**DESCRIPTION OF THE TASK:** Pick up the forum thread about hedgehogs and their Christmas stockings at the point where it stops, and carry it on.

**PAGE TEXT:**

++++++++++

# Do your hedgehogs have their Christmas sox?



## Mika (Dec 4, 2008)

My hedgies have their own sox for Christmas!! I just need to find a gift who will fit in it!!


----------



## LizardGirl (Aug 25, 2008)

Inky has his! Not as fancy though.


----------



## drowsydreamer (Aug 28, 2008)

Turbo does!
[attachment=0:11kcfi6i]christmas.jpg[/attachment:11kcfi6i]
His is the little tiny green one on the right. His name is painted on it in red glitter. I love the holidays!!!!!


----------



## Mika (Dec 4, 2008)

:lol: it's so cute!!


----------



## numothehedgehog (Aug 30, 2008)

Wow I love your setup


----------



## Vortex (Aug 28, 2008)

++++++++++

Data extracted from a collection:

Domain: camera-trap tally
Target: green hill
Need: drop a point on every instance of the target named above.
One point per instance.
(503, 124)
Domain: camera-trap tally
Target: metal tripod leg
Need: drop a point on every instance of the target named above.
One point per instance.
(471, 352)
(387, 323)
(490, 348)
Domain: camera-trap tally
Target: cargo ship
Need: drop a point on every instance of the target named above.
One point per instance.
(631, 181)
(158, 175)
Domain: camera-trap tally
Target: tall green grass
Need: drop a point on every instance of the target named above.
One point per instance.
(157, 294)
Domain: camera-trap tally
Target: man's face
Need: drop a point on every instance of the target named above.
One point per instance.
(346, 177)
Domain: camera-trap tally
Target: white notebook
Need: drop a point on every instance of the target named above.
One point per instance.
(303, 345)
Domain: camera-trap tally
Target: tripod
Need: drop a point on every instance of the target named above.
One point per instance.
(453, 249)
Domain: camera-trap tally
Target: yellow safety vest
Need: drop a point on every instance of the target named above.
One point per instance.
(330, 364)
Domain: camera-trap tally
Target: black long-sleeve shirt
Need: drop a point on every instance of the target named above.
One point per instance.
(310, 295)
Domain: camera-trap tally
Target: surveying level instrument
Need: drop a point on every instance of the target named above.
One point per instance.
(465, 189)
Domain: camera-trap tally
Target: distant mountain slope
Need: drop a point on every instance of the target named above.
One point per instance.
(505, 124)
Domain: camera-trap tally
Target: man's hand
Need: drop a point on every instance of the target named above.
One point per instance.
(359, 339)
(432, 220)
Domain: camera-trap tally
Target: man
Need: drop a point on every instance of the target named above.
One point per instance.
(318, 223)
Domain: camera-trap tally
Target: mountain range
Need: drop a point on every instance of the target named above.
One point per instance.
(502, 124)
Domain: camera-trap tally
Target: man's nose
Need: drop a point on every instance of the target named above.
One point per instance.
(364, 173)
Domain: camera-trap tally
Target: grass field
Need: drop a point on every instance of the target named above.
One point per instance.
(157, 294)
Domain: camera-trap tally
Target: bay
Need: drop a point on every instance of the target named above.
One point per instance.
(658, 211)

++++++++++

**EXERCISE OUTPUT:**
awwwwe thats so cute!!!


----------



## Mika (Dec 4, 2008)

numothehedgehog said:


> Wow I love your setup


Thanks!!

You can see it better in my web site!!

http://mikapicpouponniere.piczo.com/vis ... var=000044

it's in french but there's a lot of pictures!!


----------



## numothehedgehog (Aug 30, 2008)

Very nice how much money and time did that consume :lol:


----------



## Mika (Dec 4, 2008)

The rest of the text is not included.